== What to work on ==
[1] Can you rewrite everything in the "Last Holiday" review from "2006-01-25 / Book" down to "version preceded it.", changing "movie review" to "film review"?
[2] Could you carry on writing the "Last Holiday" review after its final sentence?

2006-01-25 / Book Review

Gazette on film

a movie review by Rose A. Whitney

a movie review
by Rose A. Whitney

Although the plot is contrived and predictable at times, “Last Holiday” is an upbeat fun-filled adventure with a message. According to film history, this is actually the story’s third incarnation, since a 1950 American version starring Alec Guinness and a 1996 Russian version preceded it.

Once again, Queen Latifah graces the silver screen with her charm and style. She plays Georgia Byrd, a 30-something, shy, conservative sales associate for a large department store in Louisiana. Besides work, her life revolves around choir singing, clipping coupons, gourmet cooking and maintaining her scrapbook of “possibilities” which contains her secret wishes and aspirations such as meeting Chef Didier ( Gerard Depardieu), an internationally renowned cook, foreign travel, and eventually getting married. One of her special wishes is to form a relationship with a co-worker, Sean Matthews (LL Cool J), but she is too shy and lacking in self-confidence to act upon her feelings. Rather than enjoying the pleasures of everyday life ( she prefers to eat Lean Cuisine dinners and gives her gourmet food creations to a neighbor’s child), she routinely deprives herself and put her dreams on hold.

== Data records ==
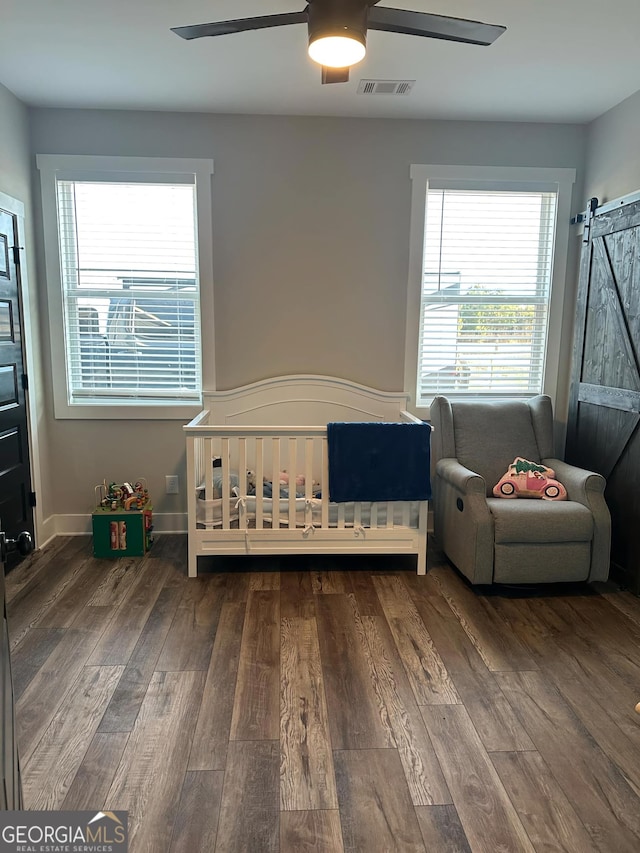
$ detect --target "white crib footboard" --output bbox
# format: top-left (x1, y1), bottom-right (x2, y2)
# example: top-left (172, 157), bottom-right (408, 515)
top-left (184, 377), bottom-right (428, 577)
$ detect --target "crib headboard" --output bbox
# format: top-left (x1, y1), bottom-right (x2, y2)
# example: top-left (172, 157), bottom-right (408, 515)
top-left (204, 375), bottom-right (408, 426)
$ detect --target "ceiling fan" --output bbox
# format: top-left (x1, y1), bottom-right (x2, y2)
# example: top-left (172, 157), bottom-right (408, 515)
top-left (171, 0), bottom-right (506, 83)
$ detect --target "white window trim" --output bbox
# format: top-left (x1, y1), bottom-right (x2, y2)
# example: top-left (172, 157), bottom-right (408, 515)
top-left (404, 164), bottom-right (576, 419)
top-left (36, 154), bottom-right (215, 421)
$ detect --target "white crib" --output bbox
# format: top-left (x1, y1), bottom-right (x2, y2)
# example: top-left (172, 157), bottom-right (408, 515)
top-left (183, 376), bottom-right (428, 577)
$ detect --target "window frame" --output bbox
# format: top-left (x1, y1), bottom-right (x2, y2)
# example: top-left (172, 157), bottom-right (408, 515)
top-left (36, 154), bottom-right (215, 421)
top-left (404, 164), bottom-right (576, 419)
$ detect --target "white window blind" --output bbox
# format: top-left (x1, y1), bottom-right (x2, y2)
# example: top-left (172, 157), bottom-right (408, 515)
top-left (417, 187), bottom-right (557, 405)
top-left (57, 179), bottom-right (201, 404)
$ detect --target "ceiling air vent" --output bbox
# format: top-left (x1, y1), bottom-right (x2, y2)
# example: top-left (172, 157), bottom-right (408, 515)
top-left (358, 80), bottom-right (416, 95)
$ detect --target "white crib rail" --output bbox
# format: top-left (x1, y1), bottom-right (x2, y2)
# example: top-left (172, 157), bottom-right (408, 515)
top-left (184, 411), bottom-right (427, 576)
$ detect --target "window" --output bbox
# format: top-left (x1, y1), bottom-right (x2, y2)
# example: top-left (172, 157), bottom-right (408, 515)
top-left (406, 166), bottom-right (573, 408)
top-left (38, 156), bottom-right (212, 417)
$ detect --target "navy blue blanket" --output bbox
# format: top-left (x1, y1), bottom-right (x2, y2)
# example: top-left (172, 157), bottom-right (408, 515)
top-left (327, 422), bottom-right (431, 503)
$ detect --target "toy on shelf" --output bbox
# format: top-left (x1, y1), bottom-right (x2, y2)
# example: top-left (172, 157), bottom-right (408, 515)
top-left (92, 477), bottom-right (153, 557)
top-left (95, 477), bottom-right (149, 512)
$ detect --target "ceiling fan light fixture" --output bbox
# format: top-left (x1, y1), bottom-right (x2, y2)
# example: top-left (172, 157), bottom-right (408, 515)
top-left (309, 33), bottom-right (367, 68)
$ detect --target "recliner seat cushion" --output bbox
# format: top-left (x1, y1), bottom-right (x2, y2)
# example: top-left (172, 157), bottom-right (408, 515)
top-left (487, 498), bottom-right (593, 545)
top-left (452, 400), bottom-right (540, 497)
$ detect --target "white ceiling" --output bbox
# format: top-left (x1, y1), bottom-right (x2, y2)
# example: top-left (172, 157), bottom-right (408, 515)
top-left (0, 0), bottom-right (640, 123)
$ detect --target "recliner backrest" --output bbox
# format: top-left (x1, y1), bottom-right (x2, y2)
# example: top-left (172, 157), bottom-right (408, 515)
top-left (434, 395), bottom-right (553, 496)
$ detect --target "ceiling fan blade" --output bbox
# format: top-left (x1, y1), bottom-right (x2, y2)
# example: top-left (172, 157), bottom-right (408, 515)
top-left (367, 6), bottom-right (506, 45)
top-left (171, 9), bottom-right (309, 39)
top-left (322, 65), bottom-right (349, 83)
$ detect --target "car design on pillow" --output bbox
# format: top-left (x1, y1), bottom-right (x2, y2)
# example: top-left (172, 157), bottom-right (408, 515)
top-left (493, 456), bottom-right (567, 501)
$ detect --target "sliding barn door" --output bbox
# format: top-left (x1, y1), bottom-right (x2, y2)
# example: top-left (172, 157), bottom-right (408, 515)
top-left (567, 194), bottom-right (640, 594)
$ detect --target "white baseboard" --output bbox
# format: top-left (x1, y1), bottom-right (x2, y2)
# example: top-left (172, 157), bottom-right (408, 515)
top-left (47, 512), bottom-right (187, 536)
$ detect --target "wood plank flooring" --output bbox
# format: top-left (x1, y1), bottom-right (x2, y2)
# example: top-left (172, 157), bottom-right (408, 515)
top-left (7, 535), bottom-right (640, 853)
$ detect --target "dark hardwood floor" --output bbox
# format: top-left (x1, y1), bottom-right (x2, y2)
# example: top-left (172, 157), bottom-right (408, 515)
top-left (6, 535), bottom-right (640, 853)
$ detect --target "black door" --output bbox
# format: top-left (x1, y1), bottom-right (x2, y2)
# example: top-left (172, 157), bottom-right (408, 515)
top-left (567, 194), bottom-right (640, 594)
top-left (0, 208), bottom-right (33, 552)
top-left (0, 519), bottom-right (27, 808)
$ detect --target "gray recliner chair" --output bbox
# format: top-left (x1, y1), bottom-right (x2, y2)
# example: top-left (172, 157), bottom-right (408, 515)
top-left (431, 395), bottom-right (611, 584)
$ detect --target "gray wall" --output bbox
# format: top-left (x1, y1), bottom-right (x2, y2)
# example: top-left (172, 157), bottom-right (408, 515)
top-left (25, 109), bottom-right (585, 527)
top-left (0, 84), bottom-right (54, 538)
top-left (585, 91), bottom-right (640, 204)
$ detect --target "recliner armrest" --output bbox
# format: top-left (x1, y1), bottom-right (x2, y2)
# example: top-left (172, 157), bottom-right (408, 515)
top-left (436, 459), bottom-right (487, 496)
top-left (542, 459), bottom-right (607, 506)
top-left (542, 459), bottom-right (611, 581)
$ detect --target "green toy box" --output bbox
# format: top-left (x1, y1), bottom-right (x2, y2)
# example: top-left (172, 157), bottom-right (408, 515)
top-left (91, 504), bottom-right (153, 557)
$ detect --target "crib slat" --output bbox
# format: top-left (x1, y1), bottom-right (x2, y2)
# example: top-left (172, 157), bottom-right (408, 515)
top-left (255, 437), bottom-right (264, 530)
top-left (289, 438), bottom-right (298, 530)
top-left (238, 438), bottom-right (247, 530)
top-left (204, 438), bottom-right (214, 501)
top-left (320, 433), bottom-right (329, 530)
top-left (203, 438), bottom-right (215, 527)
top-left (271, 438), bottom-right (280, 527)
top-left (304, 438), bottom-right (314, 527)
top-left (220, 438), bottom-right (231, 530)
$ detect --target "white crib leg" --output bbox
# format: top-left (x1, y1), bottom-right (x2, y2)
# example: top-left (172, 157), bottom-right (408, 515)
top-left (188, 537), bottom-right (198, 578)
top-left (418, 501), bottom-right (429, 575)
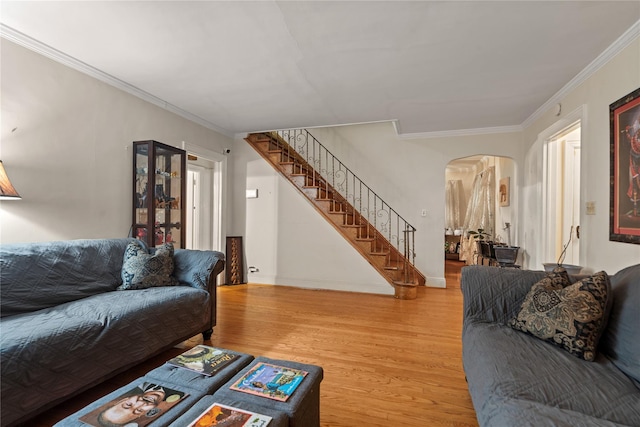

== Exercise answers ==
[1]
2006-01-25 / Book Review

Gazette on film

a film review by Rose A. Whitney

a film review
by Rose A. Whitney

Although the plot is contrived and predictable at times, “Last Holiday” is an upbeat fun-filled adventure with a message. According to film history, this is actually the story’s third incarnation, since a 1950 American version starring Alec Guinness and a 1996 Russian version preceded it.

[2]
After an accident results in a minor head injury, Georgia is given a CAT Scan which reveals that she suffers from a rare terminal brain condition and has approximately three weeks to live. When she learns this devastating news, Georgia is determined to turn her “possibilities” into “realities”. She cashes in her investments and life savings, flies to a city near Prague and checks into the Grand Hotel Pupp, a four-star resort. A self-indulgent whirlwind round of exotic facials, massages, algae body wraps and couture shopping follows. Georgia's craving for new experiences and adventure also leads her to try extreme sports such as snow boarding and sky diving and provides some especially entertaining moments for the viewer.

At the same time that Georgia is living her life to the fullest, a complicated subplot involving the presence at the hotel of the department store CEO, Matthew Kragen (Timothy Hutton) and two Louisiana politicians. Georgia's identity is a mystery and concern for them and their interaction with her results in an ongoing series of humorous moments.

Most important, Georgia Byrd offers many meaningful life lessons to those she touches. Her future happiness is finally assured with some revelations regarding her medical condition.